(A series of records)
--------------------
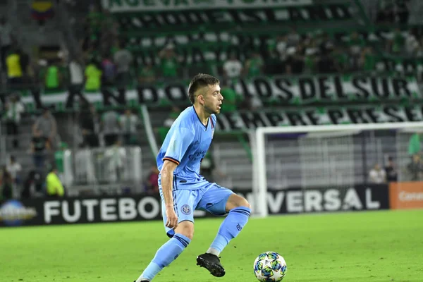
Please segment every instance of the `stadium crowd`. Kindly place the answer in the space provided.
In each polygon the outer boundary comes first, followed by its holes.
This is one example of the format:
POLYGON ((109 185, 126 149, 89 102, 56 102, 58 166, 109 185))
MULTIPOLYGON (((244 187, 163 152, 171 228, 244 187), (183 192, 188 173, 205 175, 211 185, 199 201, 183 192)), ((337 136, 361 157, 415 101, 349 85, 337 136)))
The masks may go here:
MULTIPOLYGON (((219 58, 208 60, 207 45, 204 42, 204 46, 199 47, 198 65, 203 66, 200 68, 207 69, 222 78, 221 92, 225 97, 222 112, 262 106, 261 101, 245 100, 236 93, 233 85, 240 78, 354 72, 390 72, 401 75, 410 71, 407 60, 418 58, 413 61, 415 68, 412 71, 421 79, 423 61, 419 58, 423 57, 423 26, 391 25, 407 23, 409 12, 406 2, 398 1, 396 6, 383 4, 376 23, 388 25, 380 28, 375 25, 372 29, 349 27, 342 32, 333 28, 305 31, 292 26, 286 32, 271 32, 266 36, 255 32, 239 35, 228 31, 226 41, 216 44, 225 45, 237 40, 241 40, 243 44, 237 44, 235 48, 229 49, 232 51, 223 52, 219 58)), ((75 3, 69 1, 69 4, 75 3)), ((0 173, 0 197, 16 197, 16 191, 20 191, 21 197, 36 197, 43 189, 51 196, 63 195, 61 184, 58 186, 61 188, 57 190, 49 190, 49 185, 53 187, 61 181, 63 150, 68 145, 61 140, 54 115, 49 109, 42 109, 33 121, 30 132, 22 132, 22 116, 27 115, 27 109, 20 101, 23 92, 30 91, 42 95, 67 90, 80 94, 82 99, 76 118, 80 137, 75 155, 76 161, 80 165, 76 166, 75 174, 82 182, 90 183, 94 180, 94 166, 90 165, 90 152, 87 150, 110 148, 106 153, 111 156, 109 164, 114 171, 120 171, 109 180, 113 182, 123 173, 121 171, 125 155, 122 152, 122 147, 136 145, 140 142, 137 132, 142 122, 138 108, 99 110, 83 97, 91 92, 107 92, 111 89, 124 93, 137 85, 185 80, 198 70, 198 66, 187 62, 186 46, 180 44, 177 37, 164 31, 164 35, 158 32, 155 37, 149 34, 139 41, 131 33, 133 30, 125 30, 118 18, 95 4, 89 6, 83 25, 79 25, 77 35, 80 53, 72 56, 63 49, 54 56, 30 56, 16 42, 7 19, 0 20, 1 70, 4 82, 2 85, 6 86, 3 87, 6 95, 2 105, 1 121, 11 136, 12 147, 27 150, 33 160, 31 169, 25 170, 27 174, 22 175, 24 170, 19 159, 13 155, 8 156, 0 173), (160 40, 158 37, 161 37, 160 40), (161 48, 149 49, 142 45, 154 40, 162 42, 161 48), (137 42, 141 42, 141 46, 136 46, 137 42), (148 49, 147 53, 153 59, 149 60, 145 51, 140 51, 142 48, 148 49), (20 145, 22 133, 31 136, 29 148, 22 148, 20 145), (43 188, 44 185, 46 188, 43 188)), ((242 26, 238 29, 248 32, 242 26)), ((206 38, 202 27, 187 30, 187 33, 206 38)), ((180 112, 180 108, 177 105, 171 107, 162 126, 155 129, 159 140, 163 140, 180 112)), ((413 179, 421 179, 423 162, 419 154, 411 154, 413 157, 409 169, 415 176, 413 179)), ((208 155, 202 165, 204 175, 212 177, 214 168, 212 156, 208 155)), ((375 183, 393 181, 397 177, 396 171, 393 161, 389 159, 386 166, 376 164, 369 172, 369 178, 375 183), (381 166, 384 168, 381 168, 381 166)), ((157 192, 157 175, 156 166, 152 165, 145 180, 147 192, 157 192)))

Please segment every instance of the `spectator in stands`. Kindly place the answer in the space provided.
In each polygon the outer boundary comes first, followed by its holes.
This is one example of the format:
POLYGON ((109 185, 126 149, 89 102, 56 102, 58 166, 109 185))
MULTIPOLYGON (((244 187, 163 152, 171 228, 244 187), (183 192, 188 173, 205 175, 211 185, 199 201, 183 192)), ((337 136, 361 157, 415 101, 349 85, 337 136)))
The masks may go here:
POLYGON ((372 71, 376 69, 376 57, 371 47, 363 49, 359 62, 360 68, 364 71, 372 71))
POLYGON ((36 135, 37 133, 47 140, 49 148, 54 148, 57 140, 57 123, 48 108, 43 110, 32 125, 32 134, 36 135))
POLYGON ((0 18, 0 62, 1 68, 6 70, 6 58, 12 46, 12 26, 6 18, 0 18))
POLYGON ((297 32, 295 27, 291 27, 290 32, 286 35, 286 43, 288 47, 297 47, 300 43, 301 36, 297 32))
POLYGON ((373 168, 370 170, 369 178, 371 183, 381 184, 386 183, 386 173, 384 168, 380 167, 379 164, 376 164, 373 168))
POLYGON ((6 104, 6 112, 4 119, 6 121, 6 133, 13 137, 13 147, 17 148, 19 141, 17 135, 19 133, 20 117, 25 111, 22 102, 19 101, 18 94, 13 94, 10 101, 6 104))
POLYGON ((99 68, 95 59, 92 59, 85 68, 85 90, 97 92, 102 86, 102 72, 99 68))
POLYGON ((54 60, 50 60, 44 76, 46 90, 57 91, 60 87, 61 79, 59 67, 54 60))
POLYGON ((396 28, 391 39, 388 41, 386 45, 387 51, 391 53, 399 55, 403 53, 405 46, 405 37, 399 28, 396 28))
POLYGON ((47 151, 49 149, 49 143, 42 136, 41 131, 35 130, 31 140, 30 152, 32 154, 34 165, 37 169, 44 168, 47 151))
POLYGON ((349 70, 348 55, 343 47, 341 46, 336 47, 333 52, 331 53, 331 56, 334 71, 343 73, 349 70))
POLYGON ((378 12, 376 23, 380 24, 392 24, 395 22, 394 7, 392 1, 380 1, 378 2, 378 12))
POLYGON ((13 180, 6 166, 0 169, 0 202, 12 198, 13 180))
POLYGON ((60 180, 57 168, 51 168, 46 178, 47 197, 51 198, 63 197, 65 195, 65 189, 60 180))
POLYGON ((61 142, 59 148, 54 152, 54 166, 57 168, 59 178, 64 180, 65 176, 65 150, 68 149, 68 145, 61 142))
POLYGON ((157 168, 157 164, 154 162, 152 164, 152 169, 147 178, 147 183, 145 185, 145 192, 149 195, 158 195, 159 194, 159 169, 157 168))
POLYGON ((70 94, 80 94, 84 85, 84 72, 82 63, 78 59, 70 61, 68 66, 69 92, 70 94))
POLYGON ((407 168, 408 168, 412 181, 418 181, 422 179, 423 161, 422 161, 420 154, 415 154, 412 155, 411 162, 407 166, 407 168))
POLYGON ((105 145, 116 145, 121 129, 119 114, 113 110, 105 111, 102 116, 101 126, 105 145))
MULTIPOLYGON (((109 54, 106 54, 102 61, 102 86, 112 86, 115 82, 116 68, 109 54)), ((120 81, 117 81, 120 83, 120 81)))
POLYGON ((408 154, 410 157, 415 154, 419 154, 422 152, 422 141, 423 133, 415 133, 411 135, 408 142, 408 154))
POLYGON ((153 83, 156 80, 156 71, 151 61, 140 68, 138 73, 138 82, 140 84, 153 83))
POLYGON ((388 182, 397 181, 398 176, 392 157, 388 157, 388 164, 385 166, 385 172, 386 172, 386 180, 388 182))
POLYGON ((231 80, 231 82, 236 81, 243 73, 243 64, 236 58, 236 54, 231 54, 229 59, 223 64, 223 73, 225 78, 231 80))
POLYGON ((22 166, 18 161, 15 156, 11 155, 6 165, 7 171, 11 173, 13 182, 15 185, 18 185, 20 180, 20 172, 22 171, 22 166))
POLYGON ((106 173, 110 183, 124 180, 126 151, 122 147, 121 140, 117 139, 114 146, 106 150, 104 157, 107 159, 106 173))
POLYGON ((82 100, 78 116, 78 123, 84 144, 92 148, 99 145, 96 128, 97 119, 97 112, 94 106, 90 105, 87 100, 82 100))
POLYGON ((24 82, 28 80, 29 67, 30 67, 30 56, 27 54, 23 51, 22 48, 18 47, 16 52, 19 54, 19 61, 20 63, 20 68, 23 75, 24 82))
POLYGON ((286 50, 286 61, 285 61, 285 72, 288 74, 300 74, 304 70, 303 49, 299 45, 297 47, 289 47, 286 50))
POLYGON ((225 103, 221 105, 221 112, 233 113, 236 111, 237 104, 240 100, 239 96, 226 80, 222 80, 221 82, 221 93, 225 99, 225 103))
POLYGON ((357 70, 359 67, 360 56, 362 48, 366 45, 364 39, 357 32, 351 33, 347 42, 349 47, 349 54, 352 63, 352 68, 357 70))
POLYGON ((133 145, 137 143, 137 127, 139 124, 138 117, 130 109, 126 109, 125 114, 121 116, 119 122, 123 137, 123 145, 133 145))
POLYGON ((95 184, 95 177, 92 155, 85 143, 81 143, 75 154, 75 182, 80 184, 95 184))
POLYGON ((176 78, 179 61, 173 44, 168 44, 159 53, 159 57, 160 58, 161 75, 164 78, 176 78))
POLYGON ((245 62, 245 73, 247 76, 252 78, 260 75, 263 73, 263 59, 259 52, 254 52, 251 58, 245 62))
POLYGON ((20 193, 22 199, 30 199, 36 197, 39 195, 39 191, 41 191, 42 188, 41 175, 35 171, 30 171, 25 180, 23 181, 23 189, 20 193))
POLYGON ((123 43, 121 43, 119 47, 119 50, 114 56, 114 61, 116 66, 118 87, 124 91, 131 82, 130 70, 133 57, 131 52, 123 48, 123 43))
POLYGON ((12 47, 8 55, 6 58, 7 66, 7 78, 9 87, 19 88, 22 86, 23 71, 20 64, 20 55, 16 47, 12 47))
--------------------
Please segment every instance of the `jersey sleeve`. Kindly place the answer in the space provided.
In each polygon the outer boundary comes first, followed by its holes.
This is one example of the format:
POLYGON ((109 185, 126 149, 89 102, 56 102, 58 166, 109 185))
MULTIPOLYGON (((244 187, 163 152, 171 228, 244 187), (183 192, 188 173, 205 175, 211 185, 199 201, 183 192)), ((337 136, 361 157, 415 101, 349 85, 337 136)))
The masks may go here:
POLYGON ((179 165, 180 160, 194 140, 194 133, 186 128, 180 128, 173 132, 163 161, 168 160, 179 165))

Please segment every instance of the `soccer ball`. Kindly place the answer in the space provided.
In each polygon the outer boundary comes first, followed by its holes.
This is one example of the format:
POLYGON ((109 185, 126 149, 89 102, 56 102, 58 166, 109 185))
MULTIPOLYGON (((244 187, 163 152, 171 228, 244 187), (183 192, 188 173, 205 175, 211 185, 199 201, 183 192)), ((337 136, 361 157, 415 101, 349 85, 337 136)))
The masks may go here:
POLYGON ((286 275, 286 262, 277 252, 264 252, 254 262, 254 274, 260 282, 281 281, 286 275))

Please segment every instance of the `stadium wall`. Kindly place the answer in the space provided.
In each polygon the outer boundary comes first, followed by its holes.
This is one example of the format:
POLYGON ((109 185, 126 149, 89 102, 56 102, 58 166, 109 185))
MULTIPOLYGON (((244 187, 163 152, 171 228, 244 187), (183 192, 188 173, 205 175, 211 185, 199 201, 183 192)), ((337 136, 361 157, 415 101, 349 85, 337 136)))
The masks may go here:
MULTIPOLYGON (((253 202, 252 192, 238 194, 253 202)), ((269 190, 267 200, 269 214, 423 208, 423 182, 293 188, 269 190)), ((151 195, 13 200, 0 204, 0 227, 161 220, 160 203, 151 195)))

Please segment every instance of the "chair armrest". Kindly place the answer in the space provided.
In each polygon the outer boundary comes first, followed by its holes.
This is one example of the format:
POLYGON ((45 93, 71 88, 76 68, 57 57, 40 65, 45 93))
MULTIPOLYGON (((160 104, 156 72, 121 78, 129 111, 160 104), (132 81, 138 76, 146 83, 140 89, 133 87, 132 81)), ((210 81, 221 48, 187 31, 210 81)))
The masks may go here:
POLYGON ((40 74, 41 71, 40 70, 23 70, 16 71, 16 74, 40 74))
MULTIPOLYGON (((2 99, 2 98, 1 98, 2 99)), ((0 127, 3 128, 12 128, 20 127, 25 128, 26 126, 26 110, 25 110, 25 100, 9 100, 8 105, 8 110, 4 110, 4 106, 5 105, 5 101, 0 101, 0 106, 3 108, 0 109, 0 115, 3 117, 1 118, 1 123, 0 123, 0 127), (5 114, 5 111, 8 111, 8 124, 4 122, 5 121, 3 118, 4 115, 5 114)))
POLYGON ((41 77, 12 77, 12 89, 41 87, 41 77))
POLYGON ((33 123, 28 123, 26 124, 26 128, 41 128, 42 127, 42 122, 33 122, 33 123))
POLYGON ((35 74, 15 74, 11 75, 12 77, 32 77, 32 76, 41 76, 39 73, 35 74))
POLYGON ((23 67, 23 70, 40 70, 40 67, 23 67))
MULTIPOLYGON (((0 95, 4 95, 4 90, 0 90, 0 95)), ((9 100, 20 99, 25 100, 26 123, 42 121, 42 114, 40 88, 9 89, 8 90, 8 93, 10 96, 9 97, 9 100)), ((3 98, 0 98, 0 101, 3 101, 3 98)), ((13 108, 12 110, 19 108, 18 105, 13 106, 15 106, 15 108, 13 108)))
--------------------
### Task statement
Return each line of the data above that contains the word "stadium".

### Right answer
Please segment every instance of the `stadium crowd`. Kindly place the answer in the space provided.
Please segment every instance of the `stadium wall`. Kindly place the answer in the space provided.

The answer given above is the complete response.